Exercise objective
In the records below, take the line with "I bet you can find the sky" and all lines after it, and copy them exactly, pictures excluded.

[Collected data]
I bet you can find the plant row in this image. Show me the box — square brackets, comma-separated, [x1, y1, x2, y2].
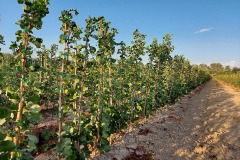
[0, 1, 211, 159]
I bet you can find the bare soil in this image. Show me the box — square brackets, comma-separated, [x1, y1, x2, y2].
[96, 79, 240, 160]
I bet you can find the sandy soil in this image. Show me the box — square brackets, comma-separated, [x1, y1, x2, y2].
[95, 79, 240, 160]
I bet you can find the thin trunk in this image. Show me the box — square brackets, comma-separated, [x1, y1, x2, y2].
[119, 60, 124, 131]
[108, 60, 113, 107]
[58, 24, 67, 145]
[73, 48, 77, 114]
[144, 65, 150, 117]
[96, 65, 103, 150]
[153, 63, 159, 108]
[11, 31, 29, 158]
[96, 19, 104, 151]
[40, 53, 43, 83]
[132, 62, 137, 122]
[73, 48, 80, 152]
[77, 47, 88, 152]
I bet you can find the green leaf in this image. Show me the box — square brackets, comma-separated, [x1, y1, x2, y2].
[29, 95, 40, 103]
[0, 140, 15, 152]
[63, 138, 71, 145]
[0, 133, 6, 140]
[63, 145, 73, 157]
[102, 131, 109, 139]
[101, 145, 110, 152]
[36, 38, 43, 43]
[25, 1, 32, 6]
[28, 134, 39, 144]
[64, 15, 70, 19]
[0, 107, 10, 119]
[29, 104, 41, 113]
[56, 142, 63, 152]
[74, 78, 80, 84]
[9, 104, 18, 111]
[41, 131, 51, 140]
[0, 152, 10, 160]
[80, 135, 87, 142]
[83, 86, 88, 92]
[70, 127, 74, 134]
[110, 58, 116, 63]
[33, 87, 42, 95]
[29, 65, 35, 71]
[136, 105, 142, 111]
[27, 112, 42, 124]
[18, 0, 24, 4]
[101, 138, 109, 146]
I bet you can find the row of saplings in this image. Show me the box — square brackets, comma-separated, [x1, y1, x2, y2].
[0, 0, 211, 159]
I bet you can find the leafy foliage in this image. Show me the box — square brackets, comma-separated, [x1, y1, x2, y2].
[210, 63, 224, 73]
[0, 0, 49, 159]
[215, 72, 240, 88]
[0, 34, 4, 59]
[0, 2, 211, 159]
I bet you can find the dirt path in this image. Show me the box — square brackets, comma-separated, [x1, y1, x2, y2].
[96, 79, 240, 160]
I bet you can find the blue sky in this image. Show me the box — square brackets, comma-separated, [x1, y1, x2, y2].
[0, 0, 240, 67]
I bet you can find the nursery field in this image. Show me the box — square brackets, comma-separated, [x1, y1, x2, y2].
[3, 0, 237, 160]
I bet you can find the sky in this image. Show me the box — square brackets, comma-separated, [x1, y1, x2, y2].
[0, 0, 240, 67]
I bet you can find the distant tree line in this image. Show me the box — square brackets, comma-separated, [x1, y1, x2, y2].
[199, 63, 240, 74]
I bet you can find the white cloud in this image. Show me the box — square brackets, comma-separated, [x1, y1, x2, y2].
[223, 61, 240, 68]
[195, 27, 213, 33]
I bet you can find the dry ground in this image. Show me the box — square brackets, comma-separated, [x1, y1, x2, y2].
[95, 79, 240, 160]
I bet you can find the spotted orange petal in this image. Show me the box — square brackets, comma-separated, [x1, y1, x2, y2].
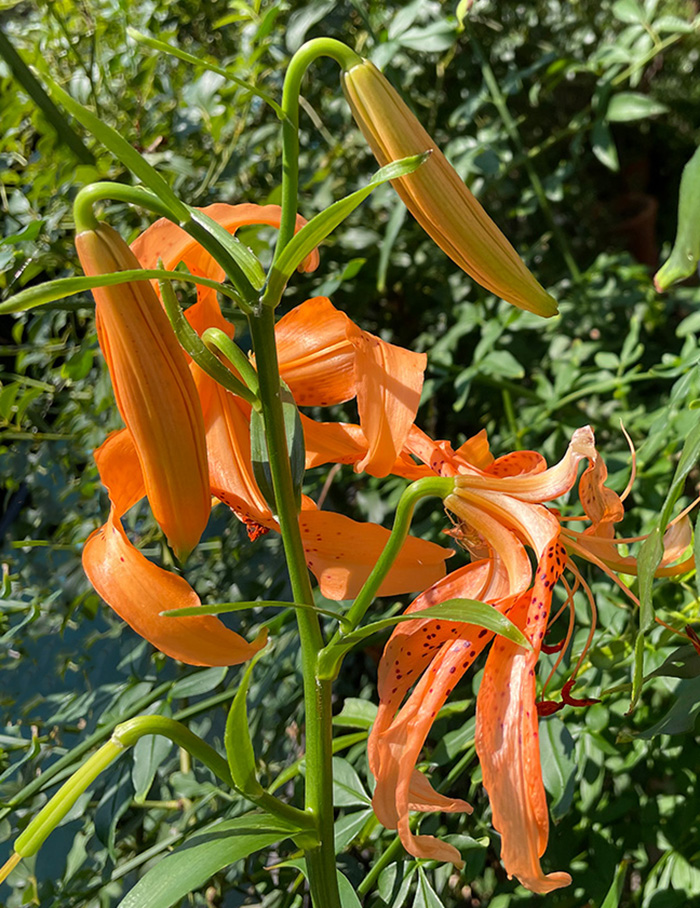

Result of this exercise
I bet you can find the sky in this image. Show me the box — square brackets, comma-separated, [x1, y1, x2, y2].
[0, 0, 240, 67]
I bet you can find the distant tree line in this image. Show me the box — square brackets, comma-separated, [x1, y1, x2, y2].
[199, 63, 240, 74]
I bet you can find the white cloud in this image. Show me the box — square brackets, comma-separated, [x1, y1, x2, y2].
[223, 61, 240, 68]
[195, 27, 213, 33]
I bet you can find the dry ground in this image. Show me the box — square brackets, comma-separated, [x1, y1, x2, y2].
[95, 79, 240, 160]
I bet you can find the spotted orange petal in this image. Show me the box — square brackets, comma-separated, [x1, y1, x2, y2].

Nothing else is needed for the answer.